Goal of the exercise => Copy the entries word for word, starting at the line with "grey rock in the photo above." and running through the last entry, with both ends included. Leave the pictures out.

═══ Data for the task ═══

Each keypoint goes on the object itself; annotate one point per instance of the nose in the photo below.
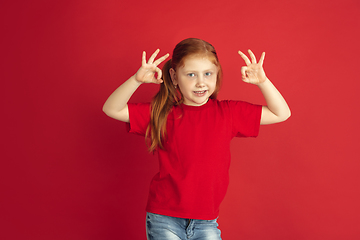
(200, 81)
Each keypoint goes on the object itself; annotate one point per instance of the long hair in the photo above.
(169, 96)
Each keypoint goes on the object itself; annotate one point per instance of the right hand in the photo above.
(146, 73)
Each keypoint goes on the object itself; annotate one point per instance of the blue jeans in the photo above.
(160, 227)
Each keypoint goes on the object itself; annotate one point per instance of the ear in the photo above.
(173, 76)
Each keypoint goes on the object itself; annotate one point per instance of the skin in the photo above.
(275, 111)
(196, 80)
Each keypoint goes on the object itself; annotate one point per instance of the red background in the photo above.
(70, 172)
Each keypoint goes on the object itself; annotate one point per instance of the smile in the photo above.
(200, 92)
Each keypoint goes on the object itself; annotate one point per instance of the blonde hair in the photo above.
(168, 96)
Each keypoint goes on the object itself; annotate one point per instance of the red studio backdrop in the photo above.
(70, 172)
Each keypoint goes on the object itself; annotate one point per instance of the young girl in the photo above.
(191, 131)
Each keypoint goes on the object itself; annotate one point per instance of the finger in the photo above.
(159, 72)
(153, 56)
(261, 61)
(246, 59)
(252, 55)
(160, 60)
(243, 72)
(143, 62)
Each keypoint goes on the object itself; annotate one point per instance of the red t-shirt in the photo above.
(194, 167)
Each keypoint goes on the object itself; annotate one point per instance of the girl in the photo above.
(191, 132)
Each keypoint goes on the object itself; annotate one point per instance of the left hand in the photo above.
(253, 72)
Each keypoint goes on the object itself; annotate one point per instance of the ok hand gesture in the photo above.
(146, 73)
(253, 72)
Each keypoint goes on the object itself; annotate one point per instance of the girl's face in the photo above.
(196, 80)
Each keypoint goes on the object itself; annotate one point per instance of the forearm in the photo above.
(277, 109)
(118, 100)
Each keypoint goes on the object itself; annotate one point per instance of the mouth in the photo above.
(200, 93)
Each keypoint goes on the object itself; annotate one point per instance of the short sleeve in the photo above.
(245, 118)
(139, 115)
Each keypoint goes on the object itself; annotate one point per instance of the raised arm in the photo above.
(116, 105)
(277, 109)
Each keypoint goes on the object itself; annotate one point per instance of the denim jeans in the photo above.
(160, 227)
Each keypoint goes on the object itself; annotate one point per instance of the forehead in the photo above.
(198, 63)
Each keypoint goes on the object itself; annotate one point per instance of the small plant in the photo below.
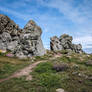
(44, 67)
(49, 80)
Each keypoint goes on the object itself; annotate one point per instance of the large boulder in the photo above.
(24, 42)
(64, 42)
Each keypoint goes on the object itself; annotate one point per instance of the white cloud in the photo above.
(85, 41)
(17, 14)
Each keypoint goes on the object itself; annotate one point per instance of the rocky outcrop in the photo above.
(24, 42)
(64, 42)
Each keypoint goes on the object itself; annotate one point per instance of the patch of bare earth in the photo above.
(26, 71)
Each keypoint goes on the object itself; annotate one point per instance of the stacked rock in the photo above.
(21, 42)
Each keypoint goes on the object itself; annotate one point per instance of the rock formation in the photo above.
(64, 42)
(24, 42)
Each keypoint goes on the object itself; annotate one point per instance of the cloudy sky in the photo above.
(55, 17)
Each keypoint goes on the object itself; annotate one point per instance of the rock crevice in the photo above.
(24, 42)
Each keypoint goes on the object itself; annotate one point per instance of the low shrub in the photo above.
(44, 67)
(49, 80)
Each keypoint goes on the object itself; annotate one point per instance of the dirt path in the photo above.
(23, 72)
(26, 71)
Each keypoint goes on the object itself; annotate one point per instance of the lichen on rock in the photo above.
(24, 42)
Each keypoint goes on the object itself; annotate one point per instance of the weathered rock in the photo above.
(55, 44)
(22, 42)
(64, 42)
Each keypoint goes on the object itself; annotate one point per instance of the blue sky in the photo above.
(55, 17)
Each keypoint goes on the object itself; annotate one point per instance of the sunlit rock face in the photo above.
(64, 42)
(24, 42)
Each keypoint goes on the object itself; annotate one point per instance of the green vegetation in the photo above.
(44, 67)
(78, 78)
(10, 65)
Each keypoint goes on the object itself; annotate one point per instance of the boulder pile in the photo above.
(24, 42)
(64, 42)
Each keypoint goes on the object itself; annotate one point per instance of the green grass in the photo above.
(45, 79)
(10, 65)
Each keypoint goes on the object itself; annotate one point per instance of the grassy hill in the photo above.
(70, 71)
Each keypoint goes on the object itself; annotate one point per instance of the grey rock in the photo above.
(55, 44)
(21, 42)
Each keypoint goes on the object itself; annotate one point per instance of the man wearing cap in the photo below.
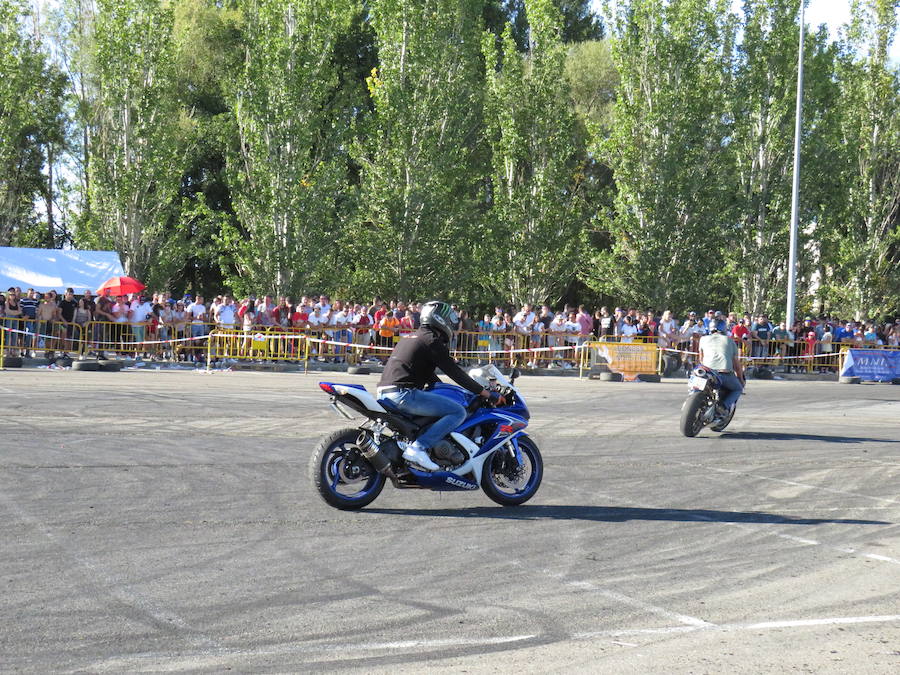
(719, 352)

═══

Task solution =>
Each keypoint goes on the object itself; annotate one point per instance of the grey rock in the photo above.
(55, 44)
(21, 42)
Each keypoint goes on the object itself; annotate one point per instance of the man wearing cap in the photo below.
(719, 352)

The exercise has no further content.